-------- DATA TO USE --------

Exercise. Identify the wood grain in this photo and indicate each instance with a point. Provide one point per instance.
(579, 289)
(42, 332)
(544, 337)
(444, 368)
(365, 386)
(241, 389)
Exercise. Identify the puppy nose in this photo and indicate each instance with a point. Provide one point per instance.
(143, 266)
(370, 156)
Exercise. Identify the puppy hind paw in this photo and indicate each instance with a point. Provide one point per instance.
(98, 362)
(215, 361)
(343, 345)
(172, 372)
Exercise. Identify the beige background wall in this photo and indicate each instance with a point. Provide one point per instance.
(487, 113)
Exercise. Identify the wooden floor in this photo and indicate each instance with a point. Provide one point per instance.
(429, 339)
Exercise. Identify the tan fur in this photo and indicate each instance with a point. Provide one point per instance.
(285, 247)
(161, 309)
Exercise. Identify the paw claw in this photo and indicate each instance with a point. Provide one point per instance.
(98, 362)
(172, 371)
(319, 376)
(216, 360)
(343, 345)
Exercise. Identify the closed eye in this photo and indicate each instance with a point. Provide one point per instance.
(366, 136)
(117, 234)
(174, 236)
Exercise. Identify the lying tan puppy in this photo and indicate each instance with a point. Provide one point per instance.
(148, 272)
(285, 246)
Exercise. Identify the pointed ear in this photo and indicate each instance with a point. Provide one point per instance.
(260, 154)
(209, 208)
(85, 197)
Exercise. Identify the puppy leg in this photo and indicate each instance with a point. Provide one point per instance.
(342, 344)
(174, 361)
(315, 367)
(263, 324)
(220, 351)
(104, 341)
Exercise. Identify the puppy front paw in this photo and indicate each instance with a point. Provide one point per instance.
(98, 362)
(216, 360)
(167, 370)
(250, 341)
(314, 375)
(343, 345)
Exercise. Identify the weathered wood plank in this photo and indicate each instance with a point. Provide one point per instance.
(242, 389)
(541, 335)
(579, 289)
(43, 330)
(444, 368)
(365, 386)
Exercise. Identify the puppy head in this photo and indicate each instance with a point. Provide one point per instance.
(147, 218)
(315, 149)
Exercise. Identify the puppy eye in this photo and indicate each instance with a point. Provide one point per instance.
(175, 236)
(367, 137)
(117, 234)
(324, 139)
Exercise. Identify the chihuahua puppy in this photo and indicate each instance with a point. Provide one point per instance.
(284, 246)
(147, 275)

--------

Would you repeat each of the lines above exactly?

Exercise. Identify the wood grain in this photo and indicate each instance with a point. Provide one point per instance.
(579, 289)
(42, 332)
(544, 337)
(444, 368)
(365, 386)
(241, 389)
Exercise. Identify the puppy nose in this photo and indicate each instance with a point. Provide one point per instance.
(143, 266)
(370, 156)
Exercise. Identify the puppy hind paw in this photo and indicate each instance with a point. Provide one point per instance.
(98, 362)
(215, 361)
(343, 345)
(172, 372)
Exercise. Identify the beige background wall in this photo and indicate each instance with a point. Provide one point per instance.
(487, 113)
Exercise. Identify the wooden floor in this photo and indicate each instance with a point. Provide one point per instance.
(429, 339)
Exercise. Identify the tan fur in this photo and indicate each instance with a point. Provide one point per instance.
(285, 247)
(161, 309)
Exercise. Identify the paw claw in this photo and indicate each instance with a point. Provide one point per instance.
(98, 362)
(172, 371)
(319, 376)
(216, 360)
(343, 345)
Exercise. Identify the closed eye in this photo and indicate each instance with a point. Provide one point per instance.
(366, 136)
(117, 234)
(174, 236)
Exercise. Identify the lying tan puppy in this photo and indicate each instance with a point. Provide one point per instance.
(148, 272)
(285, 246)
Exercise. Identify the pointed ear in this photo and indicate each instance with a point. Provide one point per instance.
(260, 154)
(209, 208)
(85, 197)
Exercise. Identify the puppy leg in this photo and indicate each instance with a point. Provide one point per instance.
(342, 344)
(174, 361)
(315, 367)
(263, 324)
(220, 351)
(104, 341)
Exercise. Identify the puppy front paw in this photo and indicate each instance with a point. Provide one point per instance.
(98, 362)
(216, 360)
(167, 370)
(250, 341)
(314, 375)
(343, 345)
Exercise. Identify the weathered wood plank in this photo and indicate each instance with a point. Provide one point per instance.
(242, 389)
(541, 335)
(579, 289)
(43, 330)
(444, 368)
(365, 386)
Exercise. Identify the puppy head in this photo and indicate each instance with a point. Provide one point per instance.
(147, 218)
(315, 149)
Exercise. Identify the puppy eye in this photo and indicate each instance with a point. Provide one point per instance.
(175, 236)
(367, 137)
(117, 234)
(324, 139)
Exercise. Identify the chihuahua puppy in this photo and indicate each instance with a point. Provide one point per instance.
(284, 246)
(147, 275)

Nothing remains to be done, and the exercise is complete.